## THE TASK
Go through the entries and tally the lines containing the word "navy". Only the total is wanted.

## DATASET RECORDS
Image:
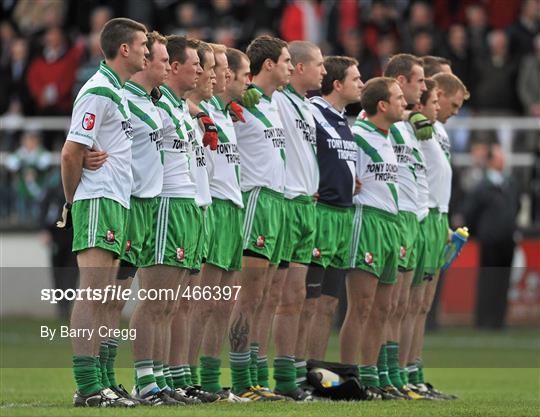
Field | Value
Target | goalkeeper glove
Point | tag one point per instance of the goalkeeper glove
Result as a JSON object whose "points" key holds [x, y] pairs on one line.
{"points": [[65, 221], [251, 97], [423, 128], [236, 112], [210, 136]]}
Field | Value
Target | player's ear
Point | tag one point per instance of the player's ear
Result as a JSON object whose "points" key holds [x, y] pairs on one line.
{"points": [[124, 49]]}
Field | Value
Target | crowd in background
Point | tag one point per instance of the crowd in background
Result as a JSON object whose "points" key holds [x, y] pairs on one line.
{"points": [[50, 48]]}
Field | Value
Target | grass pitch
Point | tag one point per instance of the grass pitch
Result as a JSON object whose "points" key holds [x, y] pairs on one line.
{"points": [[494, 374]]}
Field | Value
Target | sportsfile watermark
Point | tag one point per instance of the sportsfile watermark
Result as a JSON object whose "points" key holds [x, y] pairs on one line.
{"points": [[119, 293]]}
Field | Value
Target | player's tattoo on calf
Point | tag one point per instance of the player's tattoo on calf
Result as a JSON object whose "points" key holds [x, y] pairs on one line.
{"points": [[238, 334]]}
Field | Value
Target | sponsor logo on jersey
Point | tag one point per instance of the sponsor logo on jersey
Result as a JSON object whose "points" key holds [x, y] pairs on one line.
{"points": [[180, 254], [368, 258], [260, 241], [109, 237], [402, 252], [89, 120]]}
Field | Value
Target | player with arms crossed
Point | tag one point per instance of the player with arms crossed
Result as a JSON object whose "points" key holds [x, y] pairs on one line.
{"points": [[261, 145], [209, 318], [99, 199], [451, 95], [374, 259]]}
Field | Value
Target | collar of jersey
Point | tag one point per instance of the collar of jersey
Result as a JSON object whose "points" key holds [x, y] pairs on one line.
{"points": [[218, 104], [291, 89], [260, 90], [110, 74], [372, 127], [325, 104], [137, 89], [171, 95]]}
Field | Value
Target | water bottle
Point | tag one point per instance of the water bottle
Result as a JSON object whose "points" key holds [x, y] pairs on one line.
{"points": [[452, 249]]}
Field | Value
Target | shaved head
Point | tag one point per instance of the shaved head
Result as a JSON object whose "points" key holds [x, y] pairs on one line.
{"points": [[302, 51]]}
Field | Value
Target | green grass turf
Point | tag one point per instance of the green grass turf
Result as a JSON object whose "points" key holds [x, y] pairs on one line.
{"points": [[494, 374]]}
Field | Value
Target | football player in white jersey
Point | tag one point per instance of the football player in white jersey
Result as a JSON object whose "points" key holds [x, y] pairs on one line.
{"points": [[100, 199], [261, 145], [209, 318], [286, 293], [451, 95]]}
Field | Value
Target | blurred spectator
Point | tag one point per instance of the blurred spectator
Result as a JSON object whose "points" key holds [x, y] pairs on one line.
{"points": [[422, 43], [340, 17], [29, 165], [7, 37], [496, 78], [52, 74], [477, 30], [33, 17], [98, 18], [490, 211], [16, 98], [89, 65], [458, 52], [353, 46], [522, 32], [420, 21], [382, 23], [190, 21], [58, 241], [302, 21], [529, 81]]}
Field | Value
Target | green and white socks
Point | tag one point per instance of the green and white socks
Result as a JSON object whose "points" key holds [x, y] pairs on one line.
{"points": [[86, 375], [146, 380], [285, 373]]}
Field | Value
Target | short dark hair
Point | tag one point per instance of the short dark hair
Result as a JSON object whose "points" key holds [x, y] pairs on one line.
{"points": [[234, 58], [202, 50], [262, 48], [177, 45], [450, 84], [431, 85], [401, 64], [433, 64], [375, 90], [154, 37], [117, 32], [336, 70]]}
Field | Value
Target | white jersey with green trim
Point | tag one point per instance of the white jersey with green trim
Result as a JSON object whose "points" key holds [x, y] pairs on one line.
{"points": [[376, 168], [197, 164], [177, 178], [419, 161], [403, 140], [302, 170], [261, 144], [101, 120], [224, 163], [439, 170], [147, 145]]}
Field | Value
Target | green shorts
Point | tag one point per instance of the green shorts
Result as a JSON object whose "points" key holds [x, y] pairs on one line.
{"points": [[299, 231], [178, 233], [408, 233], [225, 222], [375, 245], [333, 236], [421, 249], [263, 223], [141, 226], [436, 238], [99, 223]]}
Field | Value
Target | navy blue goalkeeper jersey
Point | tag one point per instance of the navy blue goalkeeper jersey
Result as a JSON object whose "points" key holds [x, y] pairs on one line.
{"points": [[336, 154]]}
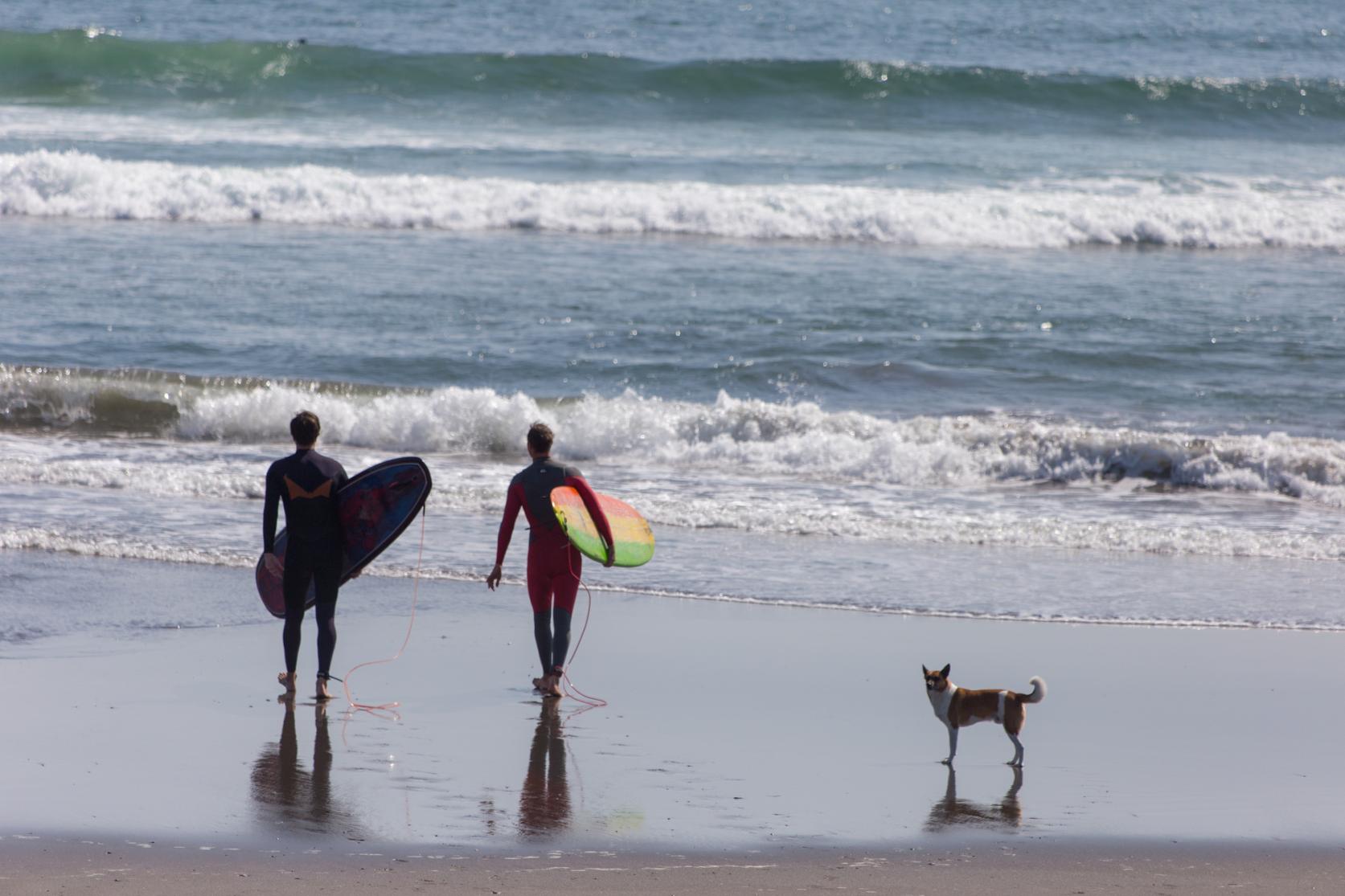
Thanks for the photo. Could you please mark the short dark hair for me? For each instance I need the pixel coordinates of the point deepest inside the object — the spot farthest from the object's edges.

## OUTPUT OF THE TASK
2